Aim: Print all of the data exactly.

Data supplied:
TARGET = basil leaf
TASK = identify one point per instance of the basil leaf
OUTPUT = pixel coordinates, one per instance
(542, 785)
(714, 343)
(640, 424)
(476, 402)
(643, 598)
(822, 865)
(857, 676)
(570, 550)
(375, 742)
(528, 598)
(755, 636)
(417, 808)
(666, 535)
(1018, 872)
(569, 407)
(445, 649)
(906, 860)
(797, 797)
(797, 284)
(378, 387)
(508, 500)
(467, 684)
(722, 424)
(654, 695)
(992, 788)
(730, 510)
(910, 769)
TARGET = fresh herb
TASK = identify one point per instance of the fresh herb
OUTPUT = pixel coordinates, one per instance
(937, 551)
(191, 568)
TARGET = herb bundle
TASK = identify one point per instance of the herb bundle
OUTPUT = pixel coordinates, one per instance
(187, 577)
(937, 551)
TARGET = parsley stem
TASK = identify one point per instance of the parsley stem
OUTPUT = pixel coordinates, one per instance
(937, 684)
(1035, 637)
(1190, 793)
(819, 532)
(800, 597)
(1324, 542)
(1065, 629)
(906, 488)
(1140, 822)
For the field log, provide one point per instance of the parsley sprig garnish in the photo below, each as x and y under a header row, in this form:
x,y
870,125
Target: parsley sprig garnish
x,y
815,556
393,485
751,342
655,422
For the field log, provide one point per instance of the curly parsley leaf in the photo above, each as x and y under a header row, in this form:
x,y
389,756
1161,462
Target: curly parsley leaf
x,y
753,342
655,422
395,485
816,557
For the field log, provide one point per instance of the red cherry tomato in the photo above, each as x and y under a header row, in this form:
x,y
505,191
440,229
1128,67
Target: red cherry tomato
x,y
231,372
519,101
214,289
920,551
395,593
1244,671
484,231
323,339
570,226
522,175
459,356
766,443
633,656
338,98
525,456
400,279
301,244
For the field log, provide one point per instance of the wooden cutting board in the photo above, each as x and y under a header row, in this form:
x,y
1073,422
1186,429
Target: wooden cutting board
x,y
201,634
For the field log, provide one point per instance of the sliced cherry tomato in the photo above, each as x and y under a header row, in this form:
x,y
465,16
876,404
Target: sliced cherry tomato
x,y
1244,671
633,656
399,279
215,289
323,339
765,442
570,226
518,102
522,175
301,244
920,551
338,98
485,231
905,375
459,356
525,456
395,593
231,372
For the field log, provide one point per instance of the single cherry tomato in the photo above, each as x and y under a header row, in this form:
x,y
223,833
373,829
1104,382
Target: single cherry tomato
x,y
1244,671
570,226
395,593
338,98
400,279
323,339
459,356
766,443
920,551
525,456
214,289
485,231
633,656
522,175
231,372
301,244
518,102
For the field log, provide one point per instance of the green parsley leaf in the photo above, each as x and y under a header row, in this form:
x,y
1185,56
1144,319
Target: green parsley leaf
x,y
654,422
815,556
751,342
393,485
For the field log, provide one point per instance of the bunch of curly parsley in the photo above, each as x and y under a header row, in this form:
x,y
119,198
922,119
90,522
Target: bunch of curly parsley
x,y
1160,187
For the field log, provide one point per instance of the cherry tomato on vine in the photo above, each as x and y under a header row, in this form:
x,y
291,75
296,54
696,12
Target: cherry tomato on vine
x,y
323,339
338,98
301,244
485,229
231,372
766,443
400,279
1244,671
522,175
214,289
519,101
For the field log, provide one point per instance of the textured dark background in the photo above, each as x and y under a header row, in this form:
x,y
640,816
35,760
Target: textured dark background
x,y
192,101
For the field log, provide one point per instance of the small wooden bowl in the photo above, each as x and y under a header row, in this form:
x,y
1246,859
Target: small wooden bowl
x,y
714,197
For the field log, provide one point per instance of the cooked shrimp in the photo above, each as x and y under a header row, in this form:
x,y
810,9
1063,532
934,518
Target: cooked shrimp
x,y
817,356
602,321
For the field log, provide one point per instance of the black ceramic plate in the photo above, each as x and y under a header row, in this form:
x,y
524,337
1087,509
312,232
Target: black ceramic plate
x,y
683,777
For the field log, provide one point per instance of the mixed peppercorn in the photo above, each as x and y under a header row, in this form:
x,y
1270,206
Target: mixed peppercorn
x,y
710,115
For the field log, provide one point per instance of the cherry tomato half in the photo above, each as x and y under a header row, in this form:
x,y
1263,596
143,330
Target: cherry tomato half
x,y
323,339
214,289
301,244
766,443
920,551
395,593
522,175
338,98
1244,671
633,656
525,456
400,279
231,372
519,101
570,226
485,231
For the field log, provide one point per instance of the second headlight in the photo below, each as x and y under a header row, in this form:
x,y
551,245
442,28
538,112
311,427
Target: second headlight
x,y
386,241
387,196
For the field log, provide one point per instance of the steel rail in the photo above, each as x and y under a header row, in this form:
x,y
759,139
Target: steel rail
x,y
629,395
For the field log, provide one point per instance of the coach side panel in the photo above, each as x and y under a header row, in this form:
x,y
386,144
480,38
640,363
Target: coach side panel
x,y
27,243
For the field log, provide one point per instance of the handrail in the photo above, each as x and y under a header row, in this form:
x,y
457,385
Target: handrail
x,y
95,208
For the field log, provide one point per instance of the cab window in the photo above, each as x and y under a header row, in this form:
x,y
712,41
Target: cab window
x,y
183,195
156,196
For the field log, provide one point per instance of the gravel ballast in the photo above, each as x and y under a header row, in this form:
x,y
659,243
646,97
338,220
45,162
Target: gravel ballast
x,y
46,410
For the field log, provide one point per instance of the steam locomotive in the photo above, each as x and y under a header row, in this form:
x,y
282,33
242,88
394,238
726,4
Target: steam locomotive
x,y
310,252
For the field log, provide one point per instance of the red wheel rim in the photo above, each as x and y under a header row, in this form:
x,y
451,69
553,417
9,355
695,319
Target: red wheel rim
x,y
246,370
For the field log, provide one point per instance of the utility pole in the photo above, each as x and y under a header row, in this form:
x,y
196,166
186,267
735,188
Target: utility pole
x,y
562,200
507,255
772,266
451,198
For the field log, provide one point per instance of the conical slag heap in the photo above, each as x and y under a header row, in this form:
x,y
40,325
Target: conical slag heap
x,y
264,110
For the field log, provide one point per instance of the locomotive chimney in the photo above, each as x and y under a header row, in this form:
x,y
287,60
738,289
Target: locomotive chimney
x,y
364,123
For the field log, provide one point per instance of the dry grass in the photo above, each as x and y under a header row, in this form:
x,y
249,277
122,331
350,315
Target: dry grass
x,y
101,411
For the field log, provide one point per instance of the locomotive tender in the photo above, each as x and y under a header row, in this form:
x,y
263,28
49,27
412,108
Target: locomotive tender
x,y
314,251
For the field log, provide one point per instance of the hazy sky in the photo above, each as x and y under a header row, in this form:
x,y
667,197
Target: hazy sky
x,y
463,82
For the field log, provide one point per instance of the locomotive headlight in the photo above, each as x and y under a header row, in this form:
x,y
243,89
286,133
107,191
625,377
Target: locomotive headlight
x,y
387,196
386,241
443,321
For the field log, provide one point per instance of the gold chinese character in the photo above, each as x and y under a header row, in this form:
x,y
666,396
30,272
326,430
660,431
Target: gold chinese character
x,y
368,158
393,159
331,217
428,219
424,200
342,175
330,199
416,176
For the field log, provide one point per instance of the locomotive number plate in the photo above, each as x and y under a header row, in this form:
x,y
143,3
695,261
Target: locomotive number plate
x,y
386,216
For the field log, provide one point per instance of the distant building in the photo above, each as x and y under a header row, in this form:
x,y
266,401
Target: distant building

Final result:
TARGET = basil leaf
TASK = identify one point per instance of the basil leaf
OUTPUT = pixel coordinates, one per instance
(542, 785)
(714, 343)
(640, 424)
(476, 402)
(643, 598)
(822, 865)
(857, 676)
(570, 550)
(375, 742)
(528, 598)
(755, 636)
(417, 808)
(666, 535)
(1018, 872)
(569, 407)
(445, 649)
(906, 860)
(797, 797)
(797, 284)
(378, 387)
(508, 500)
(467, 684)
(722, 424)
(654, 695)
(992, 788)
(730, 510)
(910, 769)
TARGET = fresh herb
TASK = identify one point per instance of the fresh herb
OUTPUT = pixel coordinates, one per instance
(937, 551)
(191, 568)
TARGET = herb bundle
TASK = identify one point per instance of the herb bundle
OUTPUT = pixel coordinates, one per instance
(187, 577)
(937, 551)
TARGET = parsley stem
TASK = identify one point per instance of the parsley stem
OUTPUT = pixel coordinates, one per instance
(937, 684)
(1035, 637)
(1190, 793)
(819, 532)
(800, 597)
(1324, 542)
(1065, 629)
(906, 488)
(1140, 822)
For the field log, provide one point per instance of the parsley sprig garnish in the photo below, each as x and y under a header row, in this form:
x,y
870,125
Target: parsley sprig garnish
x,y
815,556
393,485
751,342
655,422
For the field log, provide one point per instance of the curly parsley leaf in the photo above, each as x and y under a header row, in this form:
x,y
389,756
1161,462
Target: curly parsley leaf
x,y
753,342
655,422
395,485
816,557
For the field log, provide one point per instance of the red cherry tomato in the photo above, each as x and y under a header row, in this form:
x,y
505,191
440,229
1128,67
Target: red cherry tomato
x,y
231,372
519,101
214,289
920,551
395,593
1244,671
484,231
323,339
570,226
522,175
459,356
766,443
633,656
338,98
525,456
400,279
301,244
For the field log, provide one point per instance of the wooden cutting board in the photo above, each as x and y under a header row, in this form:
x,y
1073,422
1186,429
Target: wooden cutting board
x,y
201,634
For the field log, provide one point per instance of the sliced cherry tomato in the photo above, each as x and y under a header row, in this form:
x,y
465,16
876,404
Target: sliced cherry tomato
x,y
1244,671
633,656
399,279
215,289
323,339
765,442
570,226
518,102
522,175
301,244
920,551
338,98
485,231
905,375
459,356
525,456
395,593
231,372
For the field log, provide one point per instance of the single cherry tomato in the photo above, each as x and y under a header row, in this form:
x,y
223,833
373,829
1104,382
Target: single cherry tomato
x,y
1244,671
570,226
395,593
338,98
400,279
323,339
459,356
766,443
920,551
525,456
214,289
485,231
633,656
522,175
231,372
301,244
518,102
For the field log, provide one point per instance of the green parsley leaf in the photo above, each as x and y under a header row, in this form:
x,y
1185,56
1144,319
Target: green parsley leaf
x,y
654,422
815,556
751,342
393,485
For the field log, provide one point per instance of the bunch of curly parsley in the photo above, each as x and y under a header row, in this form:
x,y
119,198
922,119
90,522
Target: bunch of curly parsley
x,y
1160,187
For the field log, provide one point per instance of the cherry tomato on vine in the photo above, each as x and y under a header row, in this form:
x,y
291,75
296,54
696,12
Target: cherry tomato on vine
x,y
323,339
338,98
301,244
485,229
231,372
766,443
400,279
1244,671
522,175
214,289
519,101
For the field log, provide one point per instance of the textured dark background in the photo above, each as x and y under a header row, in this form:
x,y
640,816
35,760
Target: textured dark background
x,y
192,101
For the field log, provide one point per instance of the small wooden bowl in the photo above, each as x and y under a header row, in this form:
x,y
1246,859
Target: small wooden bowl
x,y
714,197
For the field log, provide one point per instance of the cooked shrimp in the photo above, each as x and y under a header row, in this form:
x,y
810,9
1063,532
934,518
Target: cooked shrimp
x,y
817,356
602,321
For the field log, provide one point per instance of the black ceramic plate in the photo above, each as x and y under a header row, in this form:
x,y
524,337
1087,509
312,232
Target: black ceramic plate
x,y
683,777
For the field log, provide one point per instance of the mixed peppercorn in the photo above, each as x and y under a header row, in this form:
x,y
1270,206
Target: mixed peppercorn
x,y
710,115
For the field log, provide one point per instance of the cherry tomato half in the photo above, each as x and y under a header row, in this form:
x,y
1263,596
143,330
Target: cherry tomato half
x,y
323,339
214,289
301,244
766,443
920,551
395,593
522,175
338,98
1244,671
633,656
525,456
400,279
231,372
519,101
570,226
485,231
For the field log, provide one point per instance of the second headlight in the photo below, each as x and y under a header row, in this form:
x,y
551,245
442,28
538,112
311,427
Target: second headlight
x,y
386,241
387,196
For the field log, provide one point per instance of the steel rail in the photo above, each as x and y under a header row, in this form:
x,y
759,139
Target: steel rail
x,y
629,395
For the field log, provide one point per instance of the coach side panel in the photo above, each as x and y under a header row, in this form:
x,y
386,144
480,38
640,363
Target: coach side panel
x,y
27,243
For the field log, provide one point per instance of the handrail in the photo above, each as x and y under a header row, in this form:
x,y
457,385
Target: handrail
x,y
95,208
For the field log, provide one point per instance of the cab window in the photo above, each as x and y under a header row, in this form:
x,y
712,41
Target: cab window
x,y
183,195
156,196
For the field log, provide one point per instance of the gravel ballast in the photo above, each as x and y under a header row, in this form:
x,y
659,243
646,97
338,220
45,162
Target: gravel ballast
x,y
46,410
For the field log, provide one point per instance of the steam locomotive in the photo above, each as x and y under a header row, in this form:
x,y
282,33
242,88
394,238
726,4
Target: steam locomotive
x,y
310,252
For the field log, provide one point per instance of the red wheel rim in the photo above, each as x and y under a header row, in this form:
x,y
451,69
553,417
9,355
695,319
Target: red wheel rim
x,y
246,370
For the field log, provide one point per instance of the utility pole in the photo above, each as x and y under a header row, in this form:
x,y
196,166
186,267
735,188
Target: utility pole
x,y
562,200
507,255
772,266
451,198
For the field log, provide one point per instance of the conical slag heap in the photo above, each as x and y under a header row, in this form:
x,y
40,325
Target: conical slag heap
x,y
264,110
For the field log, provide one point per instance of the locomotive chimney in the photo above, each as x and y under a header row, in this form:
x,y
287,60
738,289
Target: locomotive chimney
x,y
364,123
For the field log, provide one point per instance of the dry grass in the photo above, each as x and y under a header row, in this form:
x,y
249,277
122,331
350,315
Target: dry grass
x,y
101,411
For the field log, provide one point per instance of the locomotive tender in the photo above, each as x and y under a header row, in this form:
x,y
263,28
49,27
412,108
Target: locomotive tender
x,y
314,251
For the field log, provide one point per instance of the hazy sky in the photo above, each as x and y under a header row, in this form:
x,y
667,197
Target: hazy sky
x,y
463,82
For the field log, provide one point per instance of the locomotive headlight in the photo above, each as x and y under a header row, in this form:
x,y
243,89
286,133
107,191
625,377
Target: locomotive headlight
x,y
387,196
386,241
443,321
For the field log, provide one point per instance of the gold chinese character in the photo above, each as x and y under a header row, in this form:
x,y
666,396
30,272
326,430
660,431
Target: gold chinese character
x,y
368,158
393,159
331,217
428,219
424,200
342,175
330,199
416,176
For the field log, provide one point per instance of the locomotive number plate in the photo above, each as x and y under a header row, in this form:
x,y
143,3
695,261
Target: locomotive number plate
x,y
386,216
For the field log, provide one point per instance of the distant building in the photo above, each as x and y under a header row, in this form:
x,y
266,401
Target: distant building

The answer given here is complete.